- The task:
Render each line of the material below as a JSON list of strings, one string per line, with blank lines omitted. Leave the pictures out of the list.
** start Records supplied **
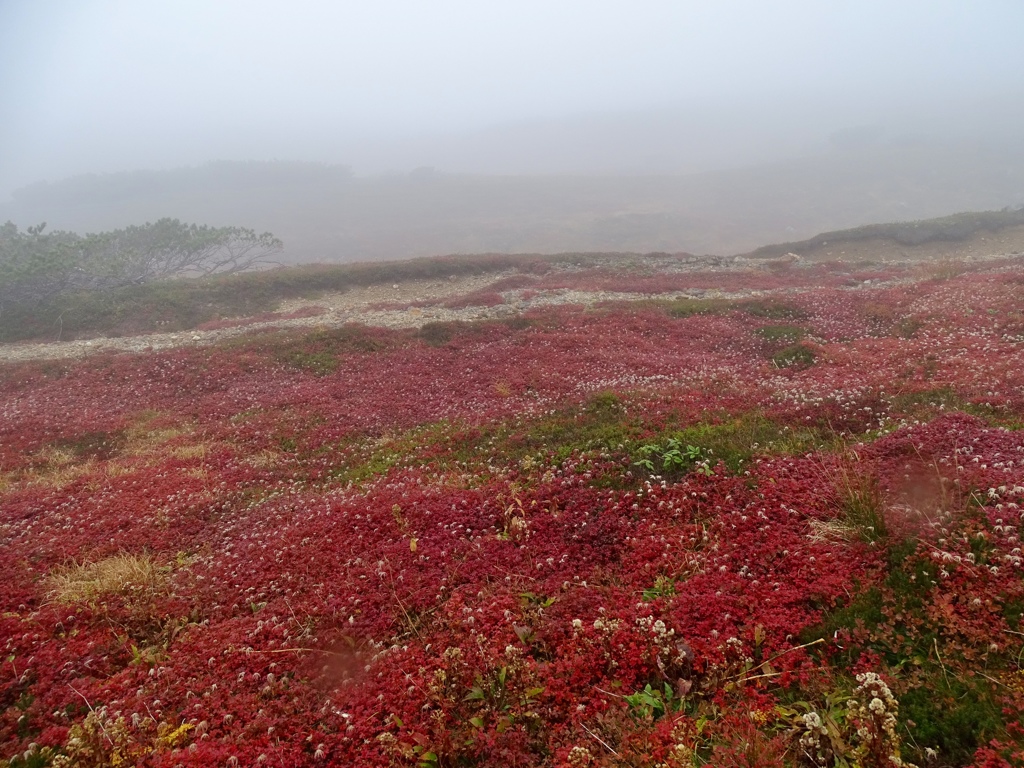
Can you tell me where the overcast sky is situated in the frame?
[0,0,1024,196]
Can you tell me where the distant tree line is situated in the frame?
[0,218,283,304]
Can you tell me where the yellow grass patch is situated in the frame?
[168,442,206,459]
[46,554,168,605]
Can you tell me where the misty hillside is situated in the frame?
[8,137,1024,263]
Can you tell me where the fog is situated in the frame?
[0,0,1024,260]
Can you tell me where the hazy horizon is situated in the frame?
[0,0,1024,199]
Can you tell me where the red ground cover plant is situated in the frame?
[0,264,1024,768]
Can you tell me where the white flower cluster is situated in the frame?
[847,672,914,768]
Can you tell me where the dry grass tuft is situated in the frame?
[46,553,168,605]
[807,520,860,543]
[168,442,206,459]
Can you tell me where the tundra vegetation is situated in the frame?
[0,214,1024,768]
** end Records supplied **
- Written response:
[
  "Can you tell me where the overcast sky is situated in the frame?",
  "[0,0,1024,196]",
  "Can you tell me where the distant tree line is situated in the frame?",
  "[0,218,283,304]",
  "Can you tell me where the yellow grass patch is situated in the frame?",
  "[168,442,206,459]",
  "[46,554,168,605]",
  "Can you tell me where the misty hillside is situated in the frame?",
  "[8,137,1024,263]",
  "Can you tell me where the fog is situated in the frame?",
  "[0,0,1024,260]",
  "Can you tell me where the hazy horizon is situated in the frame?",
  "[0,0,1024,199]",
  "Can you tell me where the red ground cover plant is situated in the frame?",
  "[0,264,1024,768]",
  "Can you tell me where the white flower cluster is situated in the frame?",
  "[847,672,914,768]",
  "Can you tell me where the dry grass tuft is situated in the frame?",
  "[46,553,168,605]",
  "[807,520,860,543]",
  "[168,442,206,459]",
  "Can you tell me where the tundra vegetation is situated in the frame?",
  "[0,214,1024,768]"
]